◆ CONSIGNE
Extrayez mot pour mot du texte à examiner le passage qui s'ouvre sur « Les premières actions » et s'achève sur « la fin 2007. ».

Les premières actions d'UNITAID vont être lancées avec 50 millions d'euros, en 2006, et d'environ 300 millions d'euros en 2007. Elles porteront sur deux types de formulations pédiatriques pour mettre 100.000 enfants sous traitement anti-rétroviral et 150.000 enfants sous traitement anti-tuberculeux avant la fin 2007.
Voilà ce que nous voulons vous dire. Nous ne voulons surtout pas créer une nouvelle structure qui viendrait en redondance avec les autres organisations internationales. Nous voulons simplement mener des actions complémentaires à celles du Fonds mondial, de l'ONUSIDA et de l'OMS. Nous serons là où nous pourrons être le plus utile : la préqualification et le contrôle de la qualité des médicaments et puis, surtout, la négociation permettant d'obtenir les coûts les plus bas. Nous serons un levier, comme la fondation Clinton avant nous.
Ces recettes ont la caractéristique d'être pérennes. Elles ne peuvent pas être remises en cause par tel ou tel ministre du budget et elles s'additionnent aux financements que les pays accordent déjà à l'aide au développement.
Nous sommes à votre disposition pour répondre à vos questions.
Q - Pouvez-vous réagir à l'essai nucléaire nord-coréen et me donner votre opinion sur l'impact que la militarisation peut avoir sur la santé de l'humanité ?
R - Ce sont des sujets qui ne sont pas des sujets d'UNITAID. Nous sommes beaucoup plus centrés sur les pandémies, même si le sujet d'UNITAID est un sujet majeur de politique internationale.
A propos du sujet dont vous parlez, il est terrible de constater qu'il y a une course permanente à l'armement et j'ai envie de dire que l'essai nucléaire qui a eu lieu aujourd'hui en Corée du Nord est un exemple de ce qu'il ne faut pas faire. Je l'ai condamné ce matin avec force. J'ai déclaré que cela posait un problème de sécurité internationale majeur. Je rappelle que, le 6 octobre dernier, le Conseil de sécurité avait manifesté sa préoccupation à la Corée du Nord. Il s'agit maintenant pour la France et les autres pays de demander à la communauté internationale de réagir fermement. Nous allons nous-même nous tourner vers le Conseil de sécurité, avec nos partenaires, pour réagir le plus vite possible.
Q - La France a établi une taxe sur les billets d'avion billets d'avion, je voudrais savoir quelle est la somme qui a été récoltée par ce biais ? Et vous avez mentionné qu'il y a 19 pays qui vont appliquer cette taxe : combien de pays l'ont déjà effectivement mise en place ?

◆ DONNÉES FOURNIES

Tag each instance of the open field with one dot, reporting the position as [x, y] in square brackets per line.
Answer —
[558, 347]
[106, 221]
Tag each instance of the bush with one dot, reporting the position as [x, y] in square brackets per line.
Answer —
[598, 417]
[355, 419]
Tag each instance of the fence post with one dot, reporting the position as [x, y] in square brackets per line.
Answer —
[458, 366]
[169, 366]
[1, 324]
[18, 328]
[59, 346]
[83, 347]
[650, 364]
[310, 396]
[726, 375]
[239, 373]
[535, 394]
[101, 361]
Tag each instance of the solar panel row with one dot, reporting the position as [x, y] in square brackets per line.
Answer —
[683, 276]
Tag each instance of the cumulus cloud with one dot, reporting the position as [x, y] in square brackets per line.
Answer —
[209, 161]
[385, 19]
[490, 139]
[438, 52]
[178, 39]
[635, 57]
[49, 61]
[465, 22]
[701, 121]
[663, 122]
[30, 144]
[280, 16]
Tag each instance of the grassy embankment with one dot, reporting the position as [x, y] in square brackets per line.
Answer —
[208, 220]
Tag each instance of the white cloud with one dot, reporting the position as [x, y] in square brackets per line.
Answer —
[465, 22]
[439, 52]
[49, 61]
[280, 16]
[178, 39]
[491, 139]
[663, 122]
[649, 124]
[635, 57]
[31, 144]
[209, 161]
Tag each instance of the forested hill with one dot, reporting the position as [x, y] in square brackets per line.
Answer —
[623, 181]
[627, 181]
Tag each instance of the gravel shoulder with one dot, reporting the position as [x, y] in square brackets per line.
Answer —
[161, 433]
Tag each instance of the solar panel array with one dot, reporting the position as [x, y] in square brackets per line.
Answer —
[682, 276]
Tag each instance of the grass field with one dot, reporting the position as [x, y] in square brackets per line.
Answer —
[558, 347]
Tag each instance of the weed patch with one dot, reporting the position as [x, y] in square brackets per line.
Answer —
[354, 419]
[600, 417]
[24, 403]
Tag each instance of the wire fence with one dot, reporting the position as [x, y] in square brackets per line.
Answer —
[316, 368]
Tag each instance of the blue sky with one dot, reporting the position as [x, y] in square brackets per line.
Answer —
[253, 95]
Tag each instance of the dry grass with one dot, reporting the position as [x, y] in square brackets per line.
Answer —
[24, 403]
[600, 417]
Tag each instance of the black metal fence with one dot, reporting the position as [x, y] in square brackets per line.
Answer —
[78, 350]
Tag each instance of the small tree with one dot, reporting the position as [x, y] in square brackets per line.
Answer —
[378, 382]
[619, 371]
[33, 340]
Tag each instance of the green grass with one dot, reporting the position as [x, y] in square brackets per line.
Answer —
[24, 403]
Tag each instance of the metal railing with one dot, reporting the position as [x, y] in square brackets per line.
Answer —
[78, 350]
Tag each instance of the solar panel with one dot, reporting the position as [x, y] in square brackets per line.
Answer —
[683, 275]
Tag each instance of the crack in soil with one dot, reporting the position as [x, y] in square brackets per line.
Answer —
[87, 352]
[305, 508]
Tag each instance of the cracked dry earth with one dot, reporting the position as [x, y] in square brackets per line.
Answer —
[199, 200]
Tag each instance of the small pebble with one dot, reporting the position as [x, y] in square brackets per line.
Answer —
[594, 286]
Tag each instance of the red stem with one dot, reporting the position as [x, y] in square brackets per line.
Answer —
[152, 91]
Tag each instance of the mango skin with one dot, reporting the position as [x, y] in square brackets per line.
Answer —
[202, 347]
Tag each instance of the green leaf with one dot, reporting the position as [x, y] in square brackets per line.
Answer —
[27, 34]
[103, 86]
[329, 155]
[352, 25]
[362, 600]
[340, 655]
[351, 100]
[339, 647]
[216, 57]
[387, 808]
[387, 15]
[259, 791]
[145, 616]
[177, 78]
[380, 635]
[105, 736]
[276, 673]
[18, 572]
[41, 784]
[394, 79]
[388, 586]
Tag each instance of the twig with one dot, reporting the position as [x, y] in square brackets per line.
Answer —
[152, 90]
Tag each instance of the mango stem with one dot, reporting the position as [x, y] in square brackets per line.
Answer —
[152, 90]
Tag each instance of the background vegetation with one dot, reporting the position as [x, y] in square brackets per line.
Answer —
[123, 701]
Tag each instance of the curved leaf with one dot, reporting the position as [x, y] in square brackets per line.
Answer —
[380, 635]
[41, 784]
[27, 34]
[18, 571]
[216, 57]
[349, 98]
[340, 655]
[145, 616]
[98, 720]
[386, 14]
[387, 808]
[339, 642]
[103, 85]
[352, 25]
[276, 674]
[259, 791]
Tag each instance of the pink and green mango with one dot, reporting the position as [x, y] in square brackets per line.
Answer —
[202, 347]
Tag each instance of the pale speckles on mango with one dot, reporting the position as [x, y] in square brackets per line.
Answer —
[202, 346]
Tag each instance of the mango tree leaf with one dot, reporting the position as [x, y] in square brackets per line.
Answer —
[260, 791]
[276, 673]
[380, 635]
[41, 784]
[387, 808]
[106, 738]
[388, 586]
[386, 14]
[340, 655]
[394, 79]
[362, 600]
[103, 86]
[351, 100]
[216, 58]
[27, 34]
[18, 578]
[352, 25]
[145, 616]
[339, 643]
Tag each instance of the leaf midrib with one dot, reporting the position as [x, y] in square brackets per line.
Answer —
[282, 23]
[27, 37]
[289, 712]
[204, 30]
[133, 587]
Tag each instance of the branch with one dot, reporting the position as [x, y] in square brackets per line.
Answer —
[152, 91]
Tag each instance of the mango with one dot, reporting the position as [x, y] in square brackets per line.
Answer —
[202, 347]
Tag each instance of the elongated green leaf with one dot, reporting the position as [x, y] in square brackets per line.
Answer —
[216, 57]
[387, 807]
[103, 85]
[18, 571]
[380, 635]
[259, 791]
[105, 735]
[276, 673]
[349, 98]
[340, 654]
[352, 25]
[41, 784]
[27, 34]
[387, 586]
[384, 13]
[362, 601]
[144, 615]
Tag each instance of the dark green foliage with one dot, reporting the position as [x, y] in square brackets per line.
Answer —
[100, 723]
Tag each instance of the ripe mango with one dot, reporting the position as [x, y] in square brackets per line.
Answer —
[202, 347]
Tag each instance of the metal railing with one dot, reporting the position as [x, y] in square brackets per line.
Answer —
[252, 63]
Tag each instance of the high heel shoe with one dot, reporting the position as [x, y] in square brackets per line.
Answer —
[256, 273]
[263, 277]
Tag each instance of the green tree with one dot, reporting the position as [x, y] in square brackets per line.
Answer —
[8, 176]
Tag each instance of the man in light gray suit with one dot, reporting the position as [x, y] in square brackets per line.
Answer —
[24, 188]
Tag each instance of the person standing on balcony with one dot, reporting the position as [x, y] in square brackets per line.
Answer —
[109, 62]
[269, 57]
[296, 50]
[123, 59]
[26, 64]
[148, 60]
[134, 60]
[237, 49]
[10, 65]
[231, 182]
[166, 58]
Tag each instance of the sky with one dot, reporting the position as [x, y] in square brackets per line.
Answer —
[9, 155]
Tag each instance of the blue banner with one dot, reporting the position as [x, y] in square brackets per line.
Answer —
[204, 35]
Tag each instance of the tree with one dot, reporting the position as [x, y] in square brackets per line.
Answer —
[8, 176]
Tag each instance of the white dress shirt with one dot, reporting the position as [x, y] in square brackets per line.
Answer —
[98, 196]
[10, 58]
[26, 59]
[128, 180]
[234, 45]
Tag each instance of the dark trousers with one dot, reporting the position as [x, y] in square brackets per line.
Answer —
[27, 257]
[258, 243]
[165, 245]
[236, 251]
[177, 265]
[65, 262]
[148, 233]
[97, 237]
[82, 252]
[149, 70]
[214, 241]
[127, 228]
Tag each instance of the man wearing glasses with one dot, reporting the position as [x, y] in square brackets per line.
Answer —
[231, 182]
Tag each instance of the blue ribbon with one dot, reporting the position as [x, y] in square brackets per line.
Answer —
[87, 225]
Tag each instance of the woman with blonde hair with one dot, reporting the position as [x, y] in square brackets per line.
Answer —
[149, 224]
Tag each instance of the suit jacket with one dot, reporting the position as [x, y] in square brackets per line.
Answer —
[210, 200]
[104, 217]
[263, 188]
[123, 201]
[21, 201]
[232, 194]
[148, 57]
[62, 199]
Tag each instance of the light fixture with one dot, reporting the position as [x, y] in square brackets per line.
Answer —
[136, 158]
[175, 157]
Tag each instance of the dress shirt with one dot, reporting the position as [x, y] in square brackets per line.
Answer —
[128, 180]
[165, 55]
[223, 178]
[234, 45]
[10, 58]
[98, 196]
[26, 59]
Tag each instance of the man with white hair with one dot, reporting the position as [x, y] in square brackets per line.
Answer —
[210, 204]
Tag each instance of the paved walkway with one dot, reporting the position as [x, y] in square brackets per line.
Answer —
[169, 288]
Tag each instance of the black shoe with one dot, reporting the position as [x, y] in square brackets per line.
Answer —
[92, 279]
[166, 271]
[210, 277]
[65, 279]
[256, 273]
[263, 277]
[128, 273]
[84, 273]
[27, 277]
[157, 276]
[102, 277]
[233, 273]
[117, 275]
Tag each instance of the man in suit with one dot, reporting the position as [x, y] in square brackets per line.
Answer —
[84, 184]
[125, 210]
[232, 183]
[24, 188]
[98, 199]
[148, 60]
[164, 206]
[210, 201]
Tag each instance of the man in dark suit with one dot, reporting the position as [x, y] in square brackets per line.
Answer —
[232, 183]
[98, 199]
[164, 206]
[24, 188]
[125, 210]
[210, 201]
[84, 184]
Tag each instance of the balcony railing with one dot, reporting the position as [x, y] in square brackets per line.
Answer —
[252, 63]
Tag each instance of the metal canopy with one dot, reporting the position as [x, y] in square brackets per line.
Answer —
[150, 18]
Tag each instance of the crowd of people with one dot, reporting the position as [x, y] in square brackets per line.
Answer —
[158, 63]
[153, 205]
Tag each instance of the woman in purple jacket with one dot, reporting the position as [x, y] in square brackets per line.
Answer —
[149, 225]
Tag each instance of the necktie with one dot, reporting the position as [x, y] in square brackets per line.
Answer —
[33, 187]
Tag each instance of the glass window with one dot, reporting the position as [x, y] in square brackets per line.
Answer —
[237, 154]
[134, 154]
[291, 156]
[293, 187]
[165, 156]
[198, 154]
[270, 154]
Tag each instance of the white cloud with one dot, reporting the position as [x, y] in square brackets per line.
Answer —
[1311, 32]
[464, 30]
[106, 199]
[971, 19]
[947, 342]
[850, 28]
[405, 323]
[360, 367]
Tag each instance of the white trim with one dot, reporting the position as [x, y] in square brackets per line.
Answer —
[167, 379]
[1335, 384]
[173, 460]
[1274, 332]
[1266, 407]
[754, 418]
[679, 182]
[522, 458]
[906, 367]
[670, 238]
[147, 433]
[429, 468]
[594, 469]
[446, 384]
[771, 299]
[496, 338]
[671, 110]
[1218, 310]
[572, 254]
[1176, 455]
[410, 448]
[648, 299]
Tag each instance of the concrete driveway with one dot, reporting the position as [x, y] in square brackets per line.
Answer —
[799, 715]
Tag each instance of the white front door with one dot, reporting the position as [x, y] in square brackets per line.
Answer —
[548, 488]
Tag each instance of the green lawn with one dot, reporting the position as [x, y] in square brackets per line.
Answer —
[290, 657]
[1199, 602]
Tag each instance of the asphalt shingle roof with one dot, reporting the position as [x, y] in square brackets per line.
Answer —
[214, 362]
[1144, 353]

◆ RÉPONSE
Les premières actions d'UNITAID vont être lancées avec 50 millions d'euros, en 2006, et d'environ 300 millions d'euros en 2007. Elles porteront sur deux types de formulations pédiatriques pour mettre 100.000 enfants sous traitement anti-rétroviral et 150.000 enfants sous traitement anti-tuberculeux avant la fin 2007.